▶ [Required work]
From the line containing "of the metal" through the final line of the records, reproduce every line exactly.

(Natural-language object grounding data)
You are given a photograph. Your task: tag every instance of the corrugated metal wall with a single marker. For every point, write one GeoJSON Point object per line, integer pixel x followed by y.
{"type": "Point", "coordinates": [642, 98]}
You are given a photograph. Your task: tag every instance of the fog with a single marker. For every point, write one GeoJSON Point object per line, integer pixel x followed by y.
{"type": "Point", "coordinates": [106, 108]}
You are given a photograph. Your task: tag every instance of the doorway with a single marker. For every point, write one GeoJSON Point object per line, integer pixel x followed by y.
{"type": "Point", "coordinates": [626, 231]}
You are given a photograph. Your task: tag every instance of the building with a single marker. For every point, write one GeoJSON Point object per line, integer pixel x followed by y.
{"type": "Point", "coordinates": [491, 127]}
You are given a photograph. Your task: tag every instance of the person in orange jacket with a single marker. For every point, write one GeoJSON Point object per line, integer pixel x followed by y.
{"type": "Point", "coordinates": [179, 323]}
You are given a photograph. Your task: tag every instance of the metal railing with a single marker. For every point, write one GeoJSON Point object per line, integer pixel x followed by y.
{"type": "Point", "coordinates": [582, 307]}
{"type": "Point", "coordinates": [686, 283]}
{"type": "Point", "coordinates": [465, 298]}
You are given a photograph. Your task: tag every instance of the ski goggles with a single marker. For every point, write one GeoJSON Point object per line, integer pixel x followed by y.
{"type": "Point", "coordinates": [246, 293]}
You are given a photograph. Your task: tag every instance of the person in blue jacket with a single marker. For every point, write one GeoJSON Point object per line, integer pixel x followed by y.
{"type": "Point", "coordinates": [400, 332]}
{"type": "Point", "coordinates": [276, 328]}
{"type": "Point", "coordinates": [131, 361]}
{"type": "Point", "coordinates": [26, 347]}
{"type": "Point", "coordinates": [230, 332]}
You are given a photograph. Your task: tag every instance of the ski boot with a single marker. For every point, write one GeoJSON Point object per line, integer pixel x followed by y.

▶ [Task solution]
You are given a photograph. Your task: tag every instance of the metal railing with a single marker. For every point, write one GeoJSON Point object per line, integer pixel x followed by y.
{"type": "Point", "coordinates": [582, 307]}
{"type": "Point", "coordinates": [686, 283]}
{"type": "Point", "coordinates": [465, 298]}
You are given a photograph. Your task: tag every instance of the ski goggles with a single marker. For every point, write one GeoJSON Point object per line, integer pixel x followed by y.
{"type": "Point", "coordinates": [246, 293]}
You are given a photograph. Your task: tag every instance of the person in blue jacket with a single marker. For every point, write one GeoJSON Point object per line, integer pixel x followed by y.
{"type": "Point", "coordinates": [400, 332]}
{"type": "Point", "coordinates": [276, 328]}
{"type": "Point", "coordinates": [131, 361]}
{"type": "Point", "coordinates": [26, 347]}
{"type": "Point", "coordinates": [230, 332]}
You are given a photograph. Your task: tag every instance of the ski boot with a single marker. For every point, write one GeoJSON Point object per line, integer pixel x followed by y.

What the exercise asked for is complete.